- Aim of the exercise -
Extend the kernel mailing-list discussion below about letting a kthread call task_work_run(), continuing from the last line of the quoted exchange.

** start of Extract provided **

Re: [PATCH 1/2] Allow a kthread to declare that it calls task_work_run()

From: NeilBrown
Date: Tue Dec 05 2023 - 16:28:31 EST


On Tue, 05 Dec 2023, Christian Brauner wrote:
> On Mon, Dec 04, 2023 at 03:09:44PM -0700, Jens Axboe wrote:
> > On 12/4/23 2:02 PM, NeilBrown wrote:
> > > It isn't clear to me what _GPL is appropriate, but maybe the rules
> > > changed since last I looked..... are there rules?
> > >
> > > My reasoning was that the call is effectively part of the user-space
> > > ABI. A user-space process can call this trivially by invoking any
> > > system call. The user-space ABI is explicitly a boundary which the GPL
> > > does not cross. So it doesn't seem appropriate to prevent non-GPL
> > > kernel code from doing something that non-GPL user-space code can
> > > trivially do.
> >
> > By that reasoning, basically everything in the kernel should be non-GPL
> > marked. And while task_work can get used by the application, it happens
> > only indirectly or implicitly. So I don't think this reasoning is sound
> > at all, it's not an exported ABI or API by itself.
> >
> > For me, the more core of an export it is, the stronger the reason it
> > should be GPL. FWIW, I don't think exporting task_work functionality is
> > a good idea in the first place, but if there's a strong reason to do so,
>
> Yeah, I'm not too fond of that part as well. I don't think we want to
> give modules the ability to mess with task work. This is just asking for
> trouble.

** end of Extract provided **
** start of Dataset entries **

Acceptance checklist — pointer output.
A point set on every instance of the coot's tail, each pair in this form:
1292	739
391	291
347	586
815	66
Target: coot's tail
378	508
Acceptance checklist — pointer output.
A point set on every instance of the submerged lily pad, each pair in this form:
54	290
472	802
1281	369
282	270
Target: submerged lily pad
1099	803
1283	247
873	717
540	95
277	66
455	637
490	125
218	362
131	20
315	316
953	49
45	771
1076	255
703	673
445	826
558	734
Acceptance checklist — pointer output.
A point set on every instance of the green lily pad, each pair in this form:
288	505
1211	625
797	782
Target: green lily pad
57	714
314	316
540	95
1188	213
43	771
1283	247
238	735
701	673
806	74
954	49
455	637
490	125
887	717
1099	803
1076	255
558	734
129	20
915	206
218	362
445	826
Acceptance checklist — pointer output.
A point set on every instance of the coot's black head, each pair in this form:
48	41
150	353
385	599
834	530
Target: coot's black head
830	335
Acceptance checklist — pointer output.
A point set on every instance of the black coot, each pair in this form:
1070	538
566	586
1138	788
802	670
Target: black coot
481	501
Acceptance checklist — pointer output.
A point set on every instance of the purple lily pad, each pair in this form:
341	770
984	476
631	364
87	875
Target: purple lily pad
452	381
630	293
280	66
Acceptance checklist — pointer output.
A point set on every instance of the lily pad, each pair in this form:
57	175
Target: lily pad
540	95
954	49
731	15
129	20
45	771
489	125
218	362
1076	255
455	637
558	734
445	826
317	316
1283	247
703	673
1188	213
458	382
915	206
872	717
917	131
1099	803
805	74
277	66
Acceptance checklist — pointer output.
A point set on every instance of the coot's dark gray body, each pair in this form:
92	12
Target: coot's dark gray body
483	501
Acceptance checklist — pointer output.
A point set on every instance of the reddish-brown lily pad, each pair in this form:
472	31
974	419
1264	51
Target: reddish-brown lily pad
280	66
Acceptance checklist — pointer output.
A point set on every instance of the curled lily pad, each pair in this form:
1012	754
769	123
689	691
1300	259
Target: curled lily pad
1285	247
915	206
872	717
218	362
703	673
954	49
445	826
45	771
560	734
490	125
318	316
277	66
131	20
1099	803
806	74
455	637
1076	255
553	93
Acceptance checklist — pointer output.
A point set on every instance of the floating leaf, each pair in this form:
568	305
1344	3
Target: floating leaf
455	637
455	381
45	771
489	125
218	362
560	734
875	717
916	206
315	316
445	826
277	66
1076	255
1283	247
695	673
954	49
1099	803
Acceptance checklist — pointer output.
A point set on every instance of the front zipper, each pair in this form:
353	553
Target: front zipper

** end of Dataset entries **
** start of Dataset entries **

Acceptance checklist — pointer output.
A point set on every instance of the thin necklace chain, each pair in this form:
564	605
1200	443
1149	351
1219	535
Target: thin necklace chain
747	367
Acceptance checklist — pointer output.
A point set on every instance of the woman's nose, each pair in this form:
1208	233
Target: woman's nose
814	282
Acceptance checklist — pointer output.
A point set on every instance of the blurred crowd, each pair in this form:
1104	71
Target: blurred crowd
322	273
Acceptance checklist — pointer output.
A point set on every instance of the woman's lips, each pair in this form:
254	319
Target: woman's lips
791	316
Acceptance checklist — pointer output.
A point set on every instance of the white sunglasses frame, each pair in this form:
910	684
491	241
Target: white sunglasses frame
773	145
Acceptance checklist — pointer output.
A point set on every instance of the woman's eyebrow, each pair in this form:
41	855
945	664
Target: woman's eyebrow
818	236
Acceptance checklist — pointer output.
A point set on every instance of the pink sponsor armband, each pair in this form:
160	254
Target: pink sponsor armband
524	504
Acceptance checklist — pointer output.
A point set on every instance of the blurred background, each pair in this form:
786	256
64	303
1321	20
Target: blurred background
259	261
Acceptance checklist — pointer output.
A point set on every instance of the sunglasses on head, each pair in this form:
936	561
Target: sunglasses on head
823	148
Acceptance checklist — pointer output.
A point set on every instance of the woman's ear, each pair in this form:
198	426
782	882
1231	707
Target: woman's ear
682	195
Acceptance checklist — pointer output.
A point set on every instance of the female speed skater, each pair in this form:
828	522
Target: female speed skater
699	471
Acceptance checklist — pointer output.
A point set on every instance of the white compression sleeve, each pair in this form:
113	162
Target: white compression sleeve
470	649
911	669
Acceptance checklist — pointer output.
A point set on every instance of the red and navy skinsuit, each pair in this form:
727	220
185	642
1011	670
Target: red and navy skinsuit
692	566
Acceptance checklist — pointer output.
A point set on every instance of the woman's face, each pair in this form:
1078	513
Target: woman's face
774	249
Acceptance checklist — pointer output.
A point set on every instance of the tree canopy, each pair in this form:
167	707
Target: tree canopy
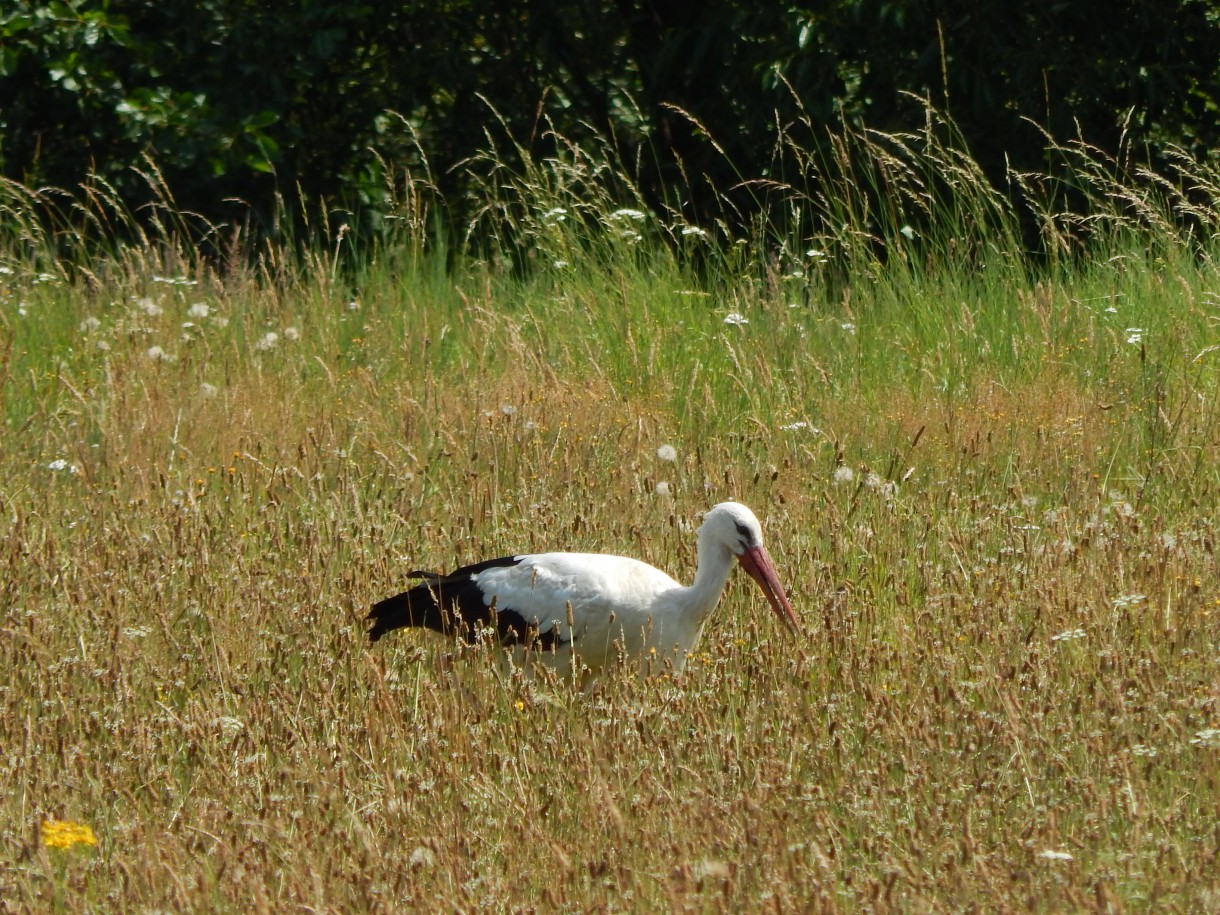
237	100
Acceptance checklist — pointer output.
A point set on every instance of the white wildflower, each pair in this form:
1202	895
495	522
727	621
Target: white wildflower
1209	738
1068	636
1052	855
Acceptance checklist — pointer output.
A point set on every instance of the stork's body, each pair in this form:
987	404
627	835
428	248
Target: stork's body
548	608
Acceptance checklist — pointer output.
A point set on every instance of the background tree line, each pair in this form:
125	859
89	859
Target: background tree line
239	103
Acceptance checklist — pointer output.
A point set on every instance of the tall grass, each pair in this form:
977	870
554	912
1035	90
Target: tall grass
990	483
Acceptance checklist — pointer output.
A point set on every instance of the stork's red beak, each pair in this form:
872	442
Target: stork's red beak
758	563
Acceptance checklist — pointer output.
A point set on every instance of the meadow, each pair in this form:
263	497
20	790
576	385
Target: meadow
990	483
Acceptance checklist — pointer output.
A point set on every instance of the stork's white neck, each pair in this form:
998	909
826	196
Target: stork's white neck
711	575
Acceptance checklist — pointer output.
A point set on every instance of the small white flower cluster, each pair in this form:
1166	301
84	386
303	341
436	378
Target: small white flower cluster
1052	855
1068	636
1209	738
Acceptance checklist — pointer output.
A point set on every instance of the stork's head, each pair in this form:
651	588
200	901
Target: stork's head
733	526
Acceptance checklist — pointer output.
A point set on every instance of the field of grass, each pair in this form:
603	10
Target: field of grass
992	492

** end of Dataset entries **

- Answer -
>

Ok, maybe we need to reframe the problem then.

Currently fput(), and hence filp_close(), take control away from kernel
threads in that they cannot be sure that a "close" has actually
completed.

This is already a problem for nfsd. When renaming a file, nfsd needs to
ensure any cached "open" that it has on the file is closed (else when
re-exporting an NFS filesystem it can result in a silly-rename).

nfsd currently handles this case by calling flush_delayed_fput(). I
suspect you are no more happy about exporting that than you are about
exporting task_work_run(), but this solution isn't actually 100%
reliable. If some other thread calls flush_delayed_fput() between nfsd
calling filp_close() and that same nfsd calling flush_delayed_fput(),
then the second flush can return before the first flush (in the other
thread) completes all the work it took on.

What we really need - both for handling renames and for avoiding
possible memory exhaustion - is for nfsd to be able to reliably wait for
any fput() that it initiated to complete.

How would you like the VFS to provide that service?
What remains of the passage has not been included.